Start

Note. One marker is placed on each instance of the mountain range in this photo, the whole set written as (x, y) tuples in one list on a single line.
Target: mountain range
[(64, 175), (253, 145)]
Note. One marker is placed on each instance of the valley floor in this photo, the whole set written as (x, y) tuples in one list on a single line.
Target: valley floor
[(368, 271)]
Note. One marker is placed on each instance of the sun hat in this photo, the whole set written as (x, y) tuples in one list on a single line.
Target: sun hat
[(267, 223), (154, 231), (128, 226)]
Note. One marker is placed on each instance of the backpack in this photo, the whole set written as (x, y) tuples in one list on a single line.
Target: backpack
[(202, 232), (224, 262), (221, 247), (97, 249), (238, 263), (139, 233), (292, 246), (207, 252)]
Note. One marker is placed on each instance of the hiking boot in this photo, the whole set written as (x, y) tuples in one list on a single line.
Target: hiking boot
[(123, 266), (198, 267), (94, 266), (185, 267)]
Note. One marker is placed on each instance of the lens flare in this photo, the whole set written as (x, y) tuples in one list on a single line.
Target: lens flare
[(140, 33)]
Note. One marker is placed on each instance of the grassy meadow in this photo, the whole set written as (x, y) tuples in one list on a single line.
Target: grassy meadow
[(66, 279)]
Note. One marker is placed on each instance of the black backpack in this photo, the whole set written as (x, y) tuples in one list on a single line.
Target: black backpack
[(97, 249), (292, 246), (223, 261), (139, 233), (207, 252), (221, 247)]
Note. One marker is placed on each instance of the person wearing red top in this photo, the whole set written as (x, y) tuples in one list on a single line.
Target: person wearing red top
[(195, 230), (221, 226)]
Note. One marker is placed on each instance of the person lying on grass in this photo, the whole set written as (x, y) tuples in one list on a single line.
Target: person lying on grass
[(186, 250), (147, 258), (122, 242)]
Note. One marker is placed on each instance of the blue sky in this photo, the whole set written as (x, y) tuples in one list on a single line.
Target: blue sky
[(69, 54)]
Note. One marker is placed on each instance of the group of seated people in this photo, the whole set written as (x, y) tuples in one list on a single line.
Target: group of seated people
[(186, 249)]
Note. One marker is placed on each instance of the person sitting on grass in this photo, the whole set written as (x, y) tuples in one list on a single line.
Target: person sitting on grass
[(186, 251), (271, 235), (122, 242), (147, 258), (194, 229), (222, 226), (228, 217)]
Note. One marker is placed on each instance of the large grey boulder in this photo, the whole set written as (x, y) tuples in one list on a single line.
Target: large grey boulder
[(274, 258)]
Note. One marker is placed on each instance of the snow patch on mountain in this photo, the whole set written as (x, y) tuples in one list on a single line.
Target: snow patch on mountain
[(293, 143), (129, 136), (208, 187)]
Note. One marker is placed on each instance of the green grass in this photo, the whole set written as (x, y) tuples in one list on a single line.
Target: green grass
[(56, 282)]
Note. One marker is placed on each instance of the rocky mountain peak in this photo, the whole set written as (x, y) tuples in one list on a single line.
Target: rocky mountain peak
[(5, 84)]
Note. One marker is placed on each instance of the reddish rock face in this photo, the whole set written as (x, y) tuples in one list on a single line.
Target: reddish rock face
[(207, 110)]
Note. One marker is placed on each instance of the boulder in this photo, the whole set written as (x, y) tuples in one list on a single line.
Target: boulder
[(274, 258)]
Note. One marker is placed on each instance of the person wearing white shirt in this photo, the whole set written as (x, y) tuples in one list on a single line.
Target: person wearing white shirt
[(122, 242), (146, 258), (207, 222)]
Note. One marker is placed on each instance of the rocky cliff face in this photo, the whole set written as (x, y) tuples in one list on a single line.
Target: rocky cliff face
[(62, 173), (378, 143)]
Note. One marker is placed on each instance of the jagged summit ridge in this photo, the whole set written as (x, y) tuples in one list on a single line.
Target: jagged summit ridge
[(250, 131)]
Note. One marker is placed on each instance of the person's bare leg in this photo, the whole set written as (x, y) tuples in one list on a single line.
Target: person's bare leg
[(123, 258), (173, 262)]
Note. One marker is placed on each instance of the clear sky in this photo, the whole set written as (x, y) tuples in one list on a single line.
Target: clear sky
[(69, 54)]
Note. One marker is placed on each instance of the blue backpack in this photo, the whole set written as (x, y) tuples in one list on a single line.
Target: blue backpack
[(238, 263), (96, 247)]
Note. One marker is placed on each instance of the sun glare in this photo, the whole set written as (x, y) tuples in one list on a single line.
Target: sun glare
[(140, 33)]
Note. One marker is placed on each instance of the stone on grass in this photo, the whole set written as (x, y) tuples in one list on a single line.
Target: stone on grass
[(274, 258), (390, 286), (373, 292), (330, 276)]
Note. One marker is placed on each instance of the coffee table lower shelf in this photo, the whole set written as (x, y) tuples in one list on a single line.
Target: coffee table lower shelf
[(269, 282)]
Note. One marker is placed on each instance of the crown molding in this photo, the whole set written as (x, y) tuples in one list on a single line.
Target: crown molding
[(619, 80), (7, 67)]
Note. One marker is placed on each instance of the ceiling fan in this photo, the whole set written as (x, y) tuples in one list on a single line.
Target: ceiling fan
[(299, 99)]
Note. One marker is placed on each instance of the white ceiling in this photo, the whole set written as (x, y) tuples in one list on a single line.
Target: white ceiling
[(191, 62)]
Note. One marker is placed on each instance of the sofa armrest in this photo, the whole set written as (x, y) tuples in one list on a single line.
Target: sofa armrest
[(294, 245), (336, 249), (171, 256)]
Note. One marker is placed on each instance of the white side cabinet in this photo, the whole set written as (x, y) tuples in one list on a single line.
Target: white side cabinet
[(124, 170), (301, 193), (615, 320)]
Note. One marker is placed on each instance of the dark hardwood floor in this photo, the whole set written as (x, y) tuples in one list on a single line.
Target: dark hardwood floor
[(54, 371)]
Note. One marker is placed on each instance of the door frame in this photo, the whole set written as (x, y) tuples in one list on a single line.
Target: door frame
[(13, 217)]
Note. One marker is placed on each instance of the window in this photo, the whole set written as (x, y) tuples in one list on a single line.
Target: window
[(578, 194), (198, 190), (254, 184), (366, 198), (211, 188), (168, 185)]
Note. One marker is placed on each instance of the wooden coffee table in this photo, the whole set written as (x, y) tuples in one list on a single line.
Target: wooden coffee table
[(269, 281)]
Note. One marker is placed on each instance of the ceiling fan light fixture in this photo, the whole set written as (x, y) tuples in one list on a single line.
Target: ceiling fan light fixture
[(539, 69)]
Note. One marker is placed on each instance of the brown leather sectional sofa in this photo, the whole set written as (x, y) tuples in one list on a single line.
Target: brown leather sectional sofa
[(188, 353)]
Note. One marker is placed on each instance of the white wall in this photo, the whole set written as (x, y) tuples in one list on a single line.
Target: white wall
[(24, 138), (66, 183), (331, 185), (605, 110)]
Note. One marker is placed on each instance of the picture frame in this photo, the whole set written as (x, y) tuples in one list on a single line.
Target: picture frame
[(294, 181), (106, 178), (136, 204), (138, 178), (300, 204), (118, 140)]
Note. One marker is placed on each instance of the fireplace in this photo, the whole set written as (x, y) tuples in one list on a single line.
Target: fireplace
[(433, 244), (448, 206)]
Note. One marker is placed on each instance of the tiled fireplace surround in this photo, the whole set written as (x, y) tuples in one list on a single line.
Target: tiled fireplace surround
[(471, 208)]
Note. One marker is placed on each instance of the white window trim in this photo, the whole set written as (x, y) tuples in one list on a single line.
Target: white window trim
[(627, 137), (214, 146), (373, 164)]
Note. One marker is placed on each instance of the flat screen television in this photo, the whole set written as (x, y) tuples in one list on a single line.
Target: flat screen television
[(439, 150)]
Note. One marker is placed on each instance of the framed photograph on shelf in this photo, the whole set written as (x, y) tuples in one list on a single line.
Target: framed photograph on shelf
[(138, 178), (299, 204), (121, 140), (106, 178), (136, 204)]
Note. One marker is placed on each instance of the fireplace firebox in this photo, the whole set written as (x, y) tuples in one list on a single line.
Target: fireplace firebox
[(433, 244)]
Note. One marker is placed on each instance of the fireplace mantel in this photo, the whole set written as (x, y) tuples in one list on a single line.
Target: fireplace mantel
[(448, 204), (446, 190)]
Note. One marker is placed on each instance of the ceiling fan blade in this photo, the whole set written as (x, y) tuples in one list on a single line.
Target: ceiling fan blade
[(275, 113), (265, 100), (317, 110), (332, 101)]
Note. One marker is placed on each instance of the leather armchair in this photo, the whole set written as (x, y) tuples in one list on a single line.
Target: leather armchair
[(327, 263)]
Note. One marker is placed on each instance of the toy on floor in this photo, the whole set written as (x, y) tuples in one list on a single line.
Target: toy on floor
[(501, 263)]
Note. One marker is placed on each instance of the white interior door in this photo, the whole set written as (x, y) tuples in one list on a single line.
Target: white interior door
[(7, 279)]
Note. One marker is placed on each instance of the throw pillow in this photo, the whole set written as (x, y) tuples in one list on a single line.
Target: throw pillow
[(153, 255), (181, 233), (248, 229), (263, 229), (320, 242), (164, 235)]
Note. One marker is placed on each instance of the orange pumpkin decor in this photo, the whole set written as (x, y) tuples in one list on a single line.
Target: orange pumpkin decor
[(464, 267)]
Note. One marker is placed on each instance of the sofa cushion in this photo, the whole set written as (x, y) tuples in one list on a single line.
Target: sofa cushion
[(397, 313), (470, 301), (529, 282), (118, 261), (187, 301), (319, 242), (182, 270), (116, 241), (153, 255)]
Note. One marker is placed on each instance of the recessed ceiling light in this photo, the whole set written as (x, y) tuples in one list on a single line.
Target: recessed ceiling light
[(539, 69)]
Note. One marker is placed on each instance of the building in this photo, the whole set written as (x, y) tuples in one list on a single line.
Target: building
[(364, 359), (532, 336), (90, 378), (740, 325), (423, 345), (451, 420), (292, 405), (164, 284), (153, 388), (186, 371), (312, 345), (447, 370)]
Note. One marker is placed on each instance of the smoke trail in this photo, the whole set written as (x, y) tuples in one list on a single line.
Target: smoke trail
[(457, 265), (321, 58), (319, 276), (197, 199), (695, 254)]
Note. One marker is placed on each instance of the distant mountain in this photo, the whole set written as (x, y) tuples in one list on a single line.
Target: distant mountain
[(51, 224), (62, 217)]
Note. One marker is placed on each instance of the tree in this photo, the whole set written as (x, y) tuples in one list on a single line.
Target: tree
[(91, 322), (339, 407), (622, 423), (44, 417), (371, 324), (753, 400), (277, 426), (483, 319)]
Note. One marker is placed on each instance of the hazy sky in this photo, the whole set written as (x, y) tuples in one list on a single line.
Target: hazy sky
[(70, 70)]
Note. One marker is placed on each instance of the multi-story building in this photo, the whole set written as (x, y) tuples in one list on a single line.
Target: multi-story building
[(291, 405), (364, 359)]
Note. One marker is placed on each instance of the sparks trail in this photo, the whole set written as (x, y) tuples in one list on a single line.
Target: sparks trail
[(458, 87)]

End

● Short task:
Copy out the entries above from the line containing "Note. One marker is placed on each instance of the hiking" down through the line containing "226), (228, 217)]", adding 44 to every coordinate in the answer lists and leaving all other text unchanged.

● Full answer:
Note. One marker is placed on each instance of the hiking boot in this photo, the whole set written as (x, y) tuples in one list on a single line.
Target: hiking boot
[(167, 310), (242, 311), (138, 310), (229, 311)]
Note. One marker is placed on each instance of the lens flare in this photo, the whole set written as (x, y) tuples in one list on a single line.
Target: lens flare
[(184, 77)]
Note. One marker is placed on each instance of the grassy meadow in this photo, the whole set written as (x, y) tuples in one list on a single line.
Target: grassy meadow
[(110, 323)]
Note. One marker is placed on each instance of the black backpack in this photo, the whole set written as (x, y) tuples in one list on a single line.
Target: black backpack
[(141, 293), (336, 290), (267, 305), (183, 277), (251, 296), (265, 291)]
Note. One marker is placed on each instance of the person wearing red top in this photo, the whole set written as (x, y) tuples in one list on a single line.
Target: person wearing red top
[(239, 274), (265, 270)]
Note. One marker is placed on each instance of the person lying on grass in this photo, the whole set written as (x, y) tuples in one list on a single line.
Target: person lying on grass
[(230, 294), (191, 302), (166, 286)]
Note. One marker is placed on each instance of the blue sky in this photo, the whole set written as (x, y) tuples in one list on a single line.
Target: blue sky
[(113, 98)]
Note. One marker is placed on each instance of the group of seated people in this photo, the whole set written as (x, y) tuples in one list on a single line.
Target: group of seated people
[(230, 293)]
Note. One marker is placed on each instance of the person sitting on grass in this photo, the whole set written as (x, y) tuples in one list on a single line.
Target: person sitting on grass
[(230, 295), (315, 279), (166, 286), (191, 302), (238, 273), (266, 270), (272, 261)]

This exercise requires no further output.